## Prompt 1
Recast everything in the entries from the line containing "Locate the rock, placing" down to the last line of the entries as a JSON list of strings, one string per line, leaving out blank lines.

=== Document text ===

P.S. Bajaj, Member (J)

1. The above captioned appeals have been directed against the common Order-in-Appeal dated 28-9-2001 of the Commissioner (Appeals) vide which he has affirmed the Order-in-Original of the Deputy Commissioner of Central Excise dated 5-3-2001 who confirmed the duty demand and imposed penalty as detailed therein, for the period November, 1999 to March, 2000 on the appellants.

2. The appellants are engaged in the manufacture of various items viz. potato chips, masala balls, cheetos wheels and lehar kurkure. The dispute relates to classification of the items namely cheetos wheels and lehar kurkure. The appellants filed declaration wherein they declared these items classifiable under Heading 2108 of the CETA as namkeen and claimed exemption under Notification 5/99 from payment of duty. But the Revenue did not accept that classification and issued show cause notice to the appellants alleging that these items were classifiable under sub-heading 1904.10 of the CETA attracting duty @ 16% ad valorem. In that show cause notice, the duty demand for the period November, 1999 to March, 2000 was raised and penalty was also proposed to be imposed. The Deputy Commissioner through order-in-original did not accept the classification suggested by the appellants and held that the items in question were classifiable under sub-heading 1904.10 and confirmed the duty demand along with penalty as detailed in his

order-in-original. The Commissioner (Appeals) has affirmed that order through the impugned order.

3. We have heard both the sides.

4. The issue in the present appeals relates to classification of items viz. cheetos wheels and lehar kurkure. According to the appellants, these items are classifiable only under sub-heading 2108.99, whereas the stand taken by the Revenue is that these items fell under sub-heading 1904.10 of the CETA. If the version of the Revenue is accepted, in that event, the appellants are liable to pay duty. But if the items are held to be classifiable under subheading 2108.99 of the CETA, in that event, the appellants are entitled to the benefit of exemption Notification No. 5/99.

5. In order to appreciate the controversy involved in the present appeals, it would be beneficial and convenient to reproduce Heading 19.04 of the CETA. Heading 19.04 reads as under : "Prepared foods obtained by the swelling or roasting of cereals or cereal products (for example, corn flakes), cereal [other than maize (corn)] in grain form or in the form of flakes or other worked grains (except flour and meal), precooked or otherwise prepared, not elsewhere specified or included."

=== Listed entries ===

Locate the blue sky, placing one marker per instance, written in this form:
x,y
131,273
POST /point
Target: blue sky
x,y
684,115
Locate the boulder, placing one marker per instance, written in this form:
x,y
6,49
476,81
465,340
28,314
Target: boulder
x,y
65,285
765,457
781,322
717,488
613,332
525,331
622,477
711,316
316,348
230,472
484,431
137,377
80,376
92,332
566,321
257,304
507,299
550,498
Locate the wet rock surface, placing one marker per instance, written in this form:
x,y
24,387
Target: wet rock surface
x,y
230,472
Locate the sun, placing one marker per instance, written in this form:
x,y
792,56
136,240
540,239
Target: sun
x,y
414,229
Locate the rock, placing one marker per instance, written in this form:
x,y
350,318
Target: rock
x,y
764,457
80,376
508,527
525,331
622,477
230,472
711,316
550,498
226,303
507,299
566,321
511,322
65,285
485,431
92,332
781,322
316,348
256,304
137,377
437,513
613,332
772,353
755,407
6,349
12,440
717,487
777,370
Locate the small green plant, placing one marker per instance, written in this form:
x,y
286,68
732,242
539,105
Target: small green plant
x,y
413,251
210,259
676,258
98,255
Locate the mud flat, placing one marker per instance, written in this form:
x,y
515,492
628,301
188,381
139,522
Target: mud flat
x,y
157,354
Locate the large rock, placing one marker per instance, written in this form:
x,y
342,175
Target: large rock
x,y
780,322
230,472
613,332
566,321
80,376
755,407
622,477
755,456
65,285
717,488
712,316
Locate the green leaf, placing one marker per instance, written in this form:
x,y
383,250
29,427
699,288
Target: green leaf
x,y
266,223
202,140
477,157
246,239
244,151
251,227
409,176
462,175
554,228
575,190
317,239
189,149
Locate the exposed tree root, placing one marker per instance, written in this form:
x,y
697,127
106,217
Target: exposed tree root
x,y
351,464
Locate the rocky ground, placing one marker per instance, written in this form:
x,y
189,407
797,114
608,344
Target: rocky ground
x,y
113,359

===

## Prompt 2
Answer these questions from the excise appeal order above, one answer per line:
(a) What is the date of the Commissioner (Appeals) Order-in-Appeal?
(b) At what rate of duty does sub-heading 1904.10 apply, according to the show cause notice?
(c) Under which notification did the appellants claim exemption?

## Correct response 1
[
  "Locate the rock, placing one marker per instance, written in this form:",
  "x,y",
  "350,318",
  "Target: rock",
  "x,y",
  "764,457",
  "80,376",
  "508,527",
  "525,331",
  "622,477",
  "230,472",
  "711,316",
  "550,498",
  "226,303",
  "507,299",
  "566,321",
  "511,322",
  "65,285",
  "485,431",
  "92,332",
  "781,322",
  "316,348",
  "256,304",
  "137,377",
  "437,513",
  "613,332",
  "772,353",
  "755,407",
  "6,349",
  "12,440",
  "717,487",
  "777,370",
  "Locate the small green plant, placing one marker per instance, written in this form:",
  "x,y",
  "286,68",
  "732,242",
  "539,105",
  "Target: small green plant",
  "x,y",
  "413,251",
  "210,259",
  "676,258",
  "98,255",
  "Locate the mud flat, placing one marker per instance, written in this form:",
  "x,y",
  "515,492",
  "628,301",
  "188,381",
  "139,522",
  "Target: mud flat",
  "x,y",
  "157,354",
  "Locate the large rock, placing one marker per instance, written in this form:",
  "x,y",
  "342,175",
  "Target: large rock",
  "x,y",
  "780,322",
  "230,472",
  "613,332",
  "566,321",
  "80,376",
  "755,407",
  "622,477",
  "755,456",
  "65,285",
  "717,488",
  "712,316",
  "Locate the green leaf, placing one marker per instance, written in this form:",
  "x,y",
  "383,250",
  "29,427",
  "699,288",
  "Target: green leaf",
  "x,y",
  "266,223",
  "202,140",
  "477,157",
  "246,239",
  "244,151",
  "251,227",
  "409,176",
  "462,175",
  "554,228",
  "575,190",
  "317,239",
  "189,149",
  "Locate the exposed tree root, placing one marker per instance, written in this form:",
  "x,y",
  "697,127",
  "106,217",
  "Target: exposed tree root",
  "x,y",
  "351,464",
  "Locate the rocky ground, placing one marker per instance, written in this form:",
  "x,y",
  "189,407",
  "797,114",
  "608,344",
  "Target: rocky ground",
  "x,y",
  "113,359"
]

## Correct response 2
(a) 28-9-2001
(b) 16% ad valorem
(c) Notification 5/99